Start of Records to use

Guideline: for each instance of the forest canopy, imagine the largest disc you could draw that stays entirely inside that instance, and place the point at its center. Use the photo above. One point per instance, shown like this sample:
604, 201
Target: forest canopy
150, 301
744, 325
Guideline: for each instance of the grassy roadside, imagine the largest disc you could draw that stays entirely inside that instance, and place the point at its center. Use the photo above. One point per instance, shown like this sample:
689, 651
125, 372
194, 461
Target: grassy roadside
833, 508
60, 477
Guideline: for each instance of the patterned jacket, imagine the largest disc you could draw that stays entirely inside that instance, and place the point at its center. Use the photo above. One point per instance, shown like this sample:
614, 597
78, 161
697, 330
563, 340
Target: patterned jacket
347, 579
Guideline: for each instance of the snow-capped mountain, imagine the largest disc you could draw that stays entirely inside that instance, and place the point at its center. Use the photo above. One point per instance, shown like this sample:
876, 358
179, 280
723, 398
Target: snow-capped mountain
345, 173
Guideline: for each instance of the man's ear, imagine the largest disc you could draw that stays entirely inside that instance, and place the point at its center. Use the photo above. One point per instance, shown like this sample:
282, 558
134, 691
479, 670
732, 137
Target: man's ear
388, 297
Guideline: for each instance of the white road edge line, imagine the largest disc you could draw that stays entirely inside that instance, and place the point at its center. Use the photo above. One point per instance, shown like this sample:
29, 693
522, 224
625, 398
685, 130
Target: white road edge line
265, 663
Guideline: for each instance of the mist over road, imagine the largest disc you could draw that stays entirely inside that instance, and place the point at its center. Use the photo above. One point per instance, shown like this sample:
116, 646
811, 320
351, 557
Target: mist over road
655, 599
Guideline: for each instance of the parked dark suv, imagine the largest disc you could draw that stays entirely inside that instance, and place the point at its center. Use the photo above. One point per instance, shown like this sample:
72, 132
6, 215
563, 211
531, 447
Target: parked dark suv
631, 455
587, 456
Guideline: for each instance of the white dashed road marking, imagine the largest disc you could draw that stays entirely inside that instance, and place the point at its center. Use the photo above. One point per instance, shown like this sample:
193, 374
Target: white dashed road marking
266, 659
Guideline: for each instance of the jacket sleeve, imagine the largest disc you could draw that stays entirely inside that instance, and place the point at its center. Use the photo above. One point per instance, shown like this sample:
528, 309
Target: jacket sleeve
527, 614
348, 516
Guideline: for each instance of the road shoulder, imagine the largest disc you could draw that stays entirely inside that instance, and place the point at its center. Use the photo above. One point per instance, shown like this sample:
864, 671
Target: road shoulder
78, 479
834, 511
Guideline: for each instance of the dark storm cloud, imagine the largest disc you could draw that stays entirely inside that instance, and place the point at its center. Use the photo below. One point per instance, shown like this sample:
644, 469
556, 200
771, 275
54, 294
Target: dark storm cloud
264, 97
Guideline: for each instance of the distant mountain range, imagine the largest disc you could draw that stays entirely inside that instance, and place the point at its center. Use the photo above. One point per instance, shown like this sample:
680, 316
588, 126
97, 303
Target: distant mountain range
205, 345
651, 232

End of Records to use

● **Goal of the exercise**
Your task is to return the full listing exactly as it was given.

● **Output for this task**
Guideline: for each instance of the forest canopy, imagine the largest disc you could draw that stays entirely inside that instance, and place the point at its center. Use the photo above. One point per instance, shown like this sample:
604, 201
Target: forest canopy
150, 301
744, 325
Guideline: for each instance of the grassy roadside, imagine the largest disc you could draw that stays entirely inside that instance, and place the point at its center. Use the photo above. One point per instance, shown like this sample:
689, 651
125, 372
194, 461
Target: grassy roadside
833, 508
60, 477
Guideline: for each instance of the patterned jacket, imagine the largest disc you could draw that stays entirely inside that instance, and place the point at its center. Use the photo above. One point per instance, shown like this sample:
614, 597
78, 161
697, 330
563, 340
Target: patterned jacket
347, 579
Guideline: for each instance of the snow-capped mountain, imagine the largest disc you could draw that stays entirely inside that instance, and place the point at its center. Use the photo above. One point per instance, shown like this sample:
876, 358
179, 280
723, 398
Target: snow-capped mountain
345, 173
Guideline: for each instance of the man's ear, imagine the largest disc you could draw that stays entirely inside that instance, and place the point at its center. Use the photo above. One point per instance, shown like this sample:
282, 558
134, 691
479, 670
732, 137
Target: man's ear
388, 297
Guideline: for each instance of the white road edge line, imagine the largest disc you could draw that stays entirely inside that instance, and place the point at its center. Use the photo above. One point per instance, shown like this sample:
29, 693
522, 224
625, 398
685, 130
Target: white road edge line
265, 663
Guideline: for each instance of the mist over road, imagine the largest disc you could draw that stays entirely inside that instance, and place the point at its center. Use the photo above. One point per instance, shown like this sample:
116, 646
811, 320
351, 557
Target: mist over road
655, 599
Guideline: for each instance of the parked dark suv, imagine the largest disc you could draw that stays entirely inside that instance, and place the point at its center. Use the photo above. One point per instance, shown like this sample:
72, 132
6, 215
563, 211
531, 447
Target: parked dark suv
631, 455
587, 456
Guideline: for each instance of the white dashed road marking, imagine the largest disc you could draw that stays entirely inside that instance, and place the point at its center. Use the photo above. One point per instance, shown like this sample:
193, 374
Target: white dashed road marking
266, 659
Guideline: for each instance of the jacket sleeve, imagine the largest disc you could draw that stays entirely inside that instance, and place the point at its center. Use the photo above. One point per instance, shown like this sample:
528, 309
Target: jacket sleeve
527, 614
348, 516
Guideline: for each instance of the road shoulder, imagine the largest disc you could draw that stays entirely inside that instance, and place the point at its center. Use the photo above. One point per instance, shown like this sample:
864, 671
Target: road shoulder
78, 479
834, 511
Guideline: for each instance of the dark storm cloud, imagine the largest disc you could draw that stays entirely inside that instance, and place the point at its center. Use the photo below. One point per instance, shown like this sample:
644, 469
556, 200
771, 275
54, 294
Target: dark storm cloud
264, 97
Guideline: for each instance of the distant mountain range, imagine the largest disc you could draw that stays entirely inside that instance, and place the point at its center. Use the photo above. One point per instance, shown like this sample:
680, 316
588, 126
97, 303
Target: distant mountain range
205, 345
651, 232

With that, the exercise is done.